Goal of the exercise: Transcribe all of the material exactly.

[Entries from a pointing dataset]
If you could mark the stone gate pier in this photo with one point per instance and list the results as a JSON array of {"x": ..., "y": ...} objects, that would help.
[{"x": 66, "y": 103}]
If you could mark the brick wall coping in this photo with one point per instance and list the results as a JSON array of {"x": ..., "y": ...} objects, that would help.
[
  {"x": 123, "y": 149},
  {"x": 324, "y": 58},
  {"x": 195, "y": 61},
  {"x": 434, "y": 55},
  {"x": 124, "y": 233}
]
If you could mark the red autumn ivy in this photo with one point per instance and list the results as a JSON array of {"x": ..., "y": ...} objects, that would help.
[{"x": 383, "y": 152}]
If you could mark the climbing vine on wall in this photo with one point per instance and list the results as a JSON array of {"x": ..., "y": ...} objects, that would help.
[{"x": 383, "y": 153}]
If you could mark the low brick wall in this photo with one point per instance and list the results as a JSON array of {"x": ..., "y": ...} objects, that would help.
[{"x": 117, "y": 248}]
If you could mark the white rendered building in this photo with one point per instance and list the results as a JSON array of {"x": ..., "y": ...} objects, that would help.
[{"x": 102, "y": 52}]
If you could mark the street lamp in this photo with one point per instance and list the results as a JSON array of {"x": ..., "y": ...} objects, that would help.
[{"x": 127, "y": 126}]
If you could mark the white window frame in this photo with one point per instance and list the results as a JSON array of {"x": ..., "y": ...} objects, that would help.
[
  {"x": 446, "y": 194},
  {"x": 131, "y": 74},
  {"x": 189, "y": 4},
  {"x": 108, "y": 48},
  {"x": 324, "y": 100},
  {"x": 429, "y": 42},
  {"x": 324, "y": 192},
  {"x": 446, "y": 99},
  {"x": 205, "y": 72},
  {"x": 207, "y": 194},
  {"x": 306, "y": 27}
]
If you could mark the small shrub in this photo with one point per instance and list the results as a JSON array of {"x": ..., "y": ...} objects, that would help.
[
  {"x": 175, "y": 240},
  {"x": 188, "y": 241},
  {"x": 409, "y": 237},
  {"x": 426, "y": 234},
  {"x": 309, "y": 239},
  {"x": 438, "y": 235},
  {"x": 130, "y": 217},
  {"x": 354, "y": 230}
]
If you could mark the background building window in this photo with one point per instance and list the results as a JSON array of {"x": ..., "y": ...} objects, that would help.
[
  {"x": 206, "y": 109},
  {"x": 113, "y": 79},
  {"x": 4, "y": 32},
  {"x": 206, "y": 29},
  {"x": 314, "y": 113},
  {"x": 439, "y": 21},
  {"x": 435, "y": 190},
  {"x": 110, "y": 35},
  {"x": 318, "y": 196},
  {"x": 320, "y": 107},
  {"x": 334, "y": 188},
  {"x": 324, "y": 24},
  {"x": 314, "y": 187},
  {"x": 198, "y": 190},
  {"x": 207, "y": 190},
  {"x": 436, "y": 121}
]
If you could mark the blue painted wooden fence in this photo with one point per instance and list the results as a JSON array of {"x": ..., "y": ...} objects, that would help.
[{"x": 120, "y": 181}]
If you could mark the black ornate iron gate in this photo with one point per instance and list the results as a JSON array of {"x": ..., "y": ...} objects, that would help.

Task response:
If you could mark the stone gate pier in this photo with one point per instance and list the results as a JSON array of {"x": ..., "y": ...} objects, that would help.
[{"x": 66, "y": 103}]
If you could mark the brick wall coping in this photo with one point per instance and list the results as a JSON array of {"x": ..., "y": ...} objects, that would help.
[
  {"x": 123, "y": 149},
  {"x": 324, "y": 58},
  {"x": 195, "y": 61},
  {"x": 434, "y": 55},
  {"x": 124, "y": 233}
]
If you could mark the red autumn ivy in this photo with one point per instance and list the results as a JSON array of {"x": ..., "y": ...} objects, that would help.
[{"x": 383, "y": 152}]
If you could mark the climbing vine on wall in this photo with one point per instance and list the results as a JSON array of {"x": ..., "y": ...} objects, that would help.
[{"x": 383, "y": 153}]
If you could mark the low brick wall in this photo with one point per instance and list the results as a JSON array of {"x": ..., "y": ...} objects, that would help.
[{"x": 117, "y": 248}]
If you could mark the white rendered building in this photo with one point per instance and list the results as a JSON array of {"x": ..., "y": ...} objects, that would help.
[{"x": 102, "y": 52}]
If you could mark the street lamp in this photo with one point per instance and list the results as a JSON array of {"x": ..., "y": ...} objects, that would help.
[{"x": 127, "y": 126}]
If you could mark the white window frame in this photo with one point per instance and list the results as a JSON array of {"x": ..., "y": ...} objects, that would help.
[
  {"x": 446, "y": 194},
  {"x": 131, "y": 74},
  {"x": 189, "y": 4},
  {"x": 108, "y": 48},
  {"x": 324, "y": 100},
  {"x": 429, "y": 42},
  {"x": 324, "y": 192},
  {"x": 446, "y": 99},
  {"x": 205, "y": 72},
  {"x": 207, "y": 194},
  {"x": 306, "y": 27}
]
If you could mark the small shrub in this photo with one point per instance and list the results as a JSON array of {"x": ..., "y": ...} objects, that would help.
[
  {"x": 175, "y": 240},
  {"x": 188, "y": 241},
  {"x": 409, "y": 237},
  {"x": 426, "y": 234},
  {"x": 309, "y": 239},
  {"x": 438, "y": 235},
  {"x": 130, "y": 217},
  {"x": 354, "y": 230}
]
If you could mark the background building window in this photo with one point per instance and list the results as a JSON array of {"x": ..., "y": ...} objects, that would help.
[
  {"x": 206, "y": 109},
  {"x": 113, "y": 79},
  {"x": 4, "y": 32},
  {"x": 206, "y": 29},
  {"x": 314, "y": 113},
  {"x": 439, "y": 21},
  {"x": 435, "y": 190},
  {"x": 110, "y": 35},
  {"x": 318, "y": 196},
  {"x": 320, "y": 107},
  {"x": 334, "y": 188},
  {"x": 324, "y": 24},
  {"x": 314, "y": 187},
  {"x": 198, "y": 190},
  {"x": 207, "y": 190},
  {"x": 436, "y": 121}
]
If you could mark the blue painted wooden fence in this photo with one point per instance and list the results as a JSON array of {"x": ..., "y": ...} objects, that would help.
[{"x": 120, "y": 181}]
If you could mark the black ornate iron gate in this photo with one point per instance and list the results as a JSON array of {"x": ..., "y": ...} objects, that would help.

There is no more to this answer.